** EXCERPTED TEXT **
__________

Skills/Practical Advice

There were many interesting skills and practical advice taught by mothers:

  • TamaraKulish: Even though I had a very tumultuous relationship with my mother, I’m still grateful for her example of a strong woman who taught her son and daughter how to take care of themselves. We both learned not only how to cook, clean, and do laundry, but we both learned how to use hand and power tools to make minor repairs around the house. We learned a strong work ethic and the value of completing tasks properly!
  • MSW Blog: My mom has taught me so many things, but the one that got me through my years of academia was,” Always keep an emergency $20 bill in your, wallet it will get you through more jams than you can imagine.” She was of course correct as I was able to replace stockings, late night snacks, cover taxi fare, study supplies etc.
  • Rebecca Cuningham: My mom taught me women can do anything and everything; play sports, wield a hammer for Habitat, teach math…
  • Swinged Cat: My mom taught me that Sauvignon blanc wines from the Marlborough region of New Zealand are far superior.

__________

** STORED DATA **
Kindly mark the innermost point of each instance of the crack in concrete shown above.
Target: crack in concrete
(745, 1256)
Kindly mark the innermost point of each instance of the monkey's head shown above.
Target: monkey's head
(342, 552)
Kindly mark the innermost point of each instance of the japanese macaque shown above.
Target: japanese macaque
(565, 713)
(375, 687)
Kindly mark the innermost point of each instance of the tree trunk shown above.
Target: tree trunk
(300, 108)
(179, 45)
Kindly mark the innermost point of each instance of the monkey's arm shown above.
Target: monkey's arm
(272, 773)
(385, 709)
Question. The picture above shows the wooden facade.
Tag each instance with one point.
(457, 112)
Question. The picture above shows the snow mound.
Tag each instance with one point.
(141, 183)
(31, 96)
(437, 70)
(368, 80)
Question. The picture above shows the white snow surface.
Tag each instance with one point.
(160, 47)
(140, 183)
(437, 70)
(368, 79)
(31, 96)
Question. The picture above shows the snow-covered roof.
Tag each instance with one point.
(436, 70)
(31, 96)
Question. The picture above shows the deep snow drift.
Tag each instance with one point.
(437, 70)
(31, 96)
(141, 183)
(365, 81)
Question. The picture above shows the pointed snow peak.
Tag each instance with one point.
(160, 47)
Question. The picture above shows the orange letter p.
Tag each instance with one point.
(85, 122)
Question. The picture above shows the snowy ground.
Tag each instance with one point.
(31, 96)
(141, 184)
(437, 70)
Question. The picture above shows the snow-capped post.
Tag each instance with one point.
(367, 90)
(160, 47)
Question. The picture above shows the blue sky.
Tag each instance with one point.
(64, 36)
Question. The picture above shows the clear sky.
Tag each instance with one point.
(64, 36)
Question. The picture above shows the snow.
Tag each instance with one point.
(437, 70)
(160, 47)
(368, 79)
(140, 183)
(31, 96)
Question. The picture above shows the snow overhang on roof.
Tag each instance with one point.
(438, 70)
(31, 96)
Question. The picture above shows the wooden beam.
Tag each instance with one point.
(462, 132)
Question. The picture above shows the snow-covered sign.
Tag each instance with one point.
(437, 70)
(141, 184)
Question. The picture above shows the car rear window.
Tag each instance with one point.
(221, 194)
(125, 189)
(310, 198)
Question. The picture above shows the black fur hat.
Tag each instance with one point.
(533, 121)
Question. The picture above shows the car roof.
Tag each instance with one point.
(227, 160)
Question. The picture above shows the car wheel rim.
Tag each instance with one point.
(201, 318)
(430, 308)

__________

** EXERCISE INSTRUCTIONS **
A. Read the excerpt on skills taught by mothers and decide whether each statement agrees with it: (i) TamaraKulish and her sibling learned to use hand and power tools for minor household repairs; (ii) the mother quoted by MSW Blog advised keeping an emergency $50 bill in one's wallet; (iii) Swinged Cat's mother held that Sauvignon blanc wines from New Zealand's Marlborough region are far superior. Answer yes or no for each, quoting the deciding words of the excerpt.
B. Extend the excerpt on skills taught by mothers, beginning after its last sentence.

** RESULTS OF THE EXERCISE **
A.
(i) Yes: "we both learned how to use hand and power tools to make minor repairs around the house"
(ii) No: "keep an emergency $20 bill"
(iii) Yes: "Sauvignon blanc wines from the Marlborough region of New Zealand are far superior"

B.
The last being from the always funny Mark Petruska might be tongue in cheek but I don’t know.

By Example

And there were a lot of suggestions of things taught by example:

  • Ashley Peterson: I’m grateful that my mom instilled a love a reading in me.
  • Jane Fritz: All that having been said, my mother (1917-1974) was a remarkable, strong woman. Although in a very strong and mutually supportive marriage in a different time, when many considered the man to be the provider, by example the importance for a woman to have a career of her own. She taught me by example the importance of lifelong learning, of being informed, and of having the confidence to use her voice. And, along with many other things, she gave me a lifelong love of music and books. I have missed her every day for nearly 50 years now.
  • Finding Grace: When I think about what my mom taught me, some of it was overt and purposeful, but some of it was through example… it was just part of who she was. My mom taught me to give compliments freely (she would always compliment people, even random strangers), she taught me that learning to love began with learning to love myself, she taught me to set boundaries with others, she taught me that family and connection is everything, she modeled for me how to be strong in the face of adversity, and she taught me a love of growing things (people, pets, flowers, etc.). My mom was good at meeting a person where they were. She was supportive and encouraging, without being overbearing. Oh, and she also taught us to own up to our mistakes head on. She was all about integrity.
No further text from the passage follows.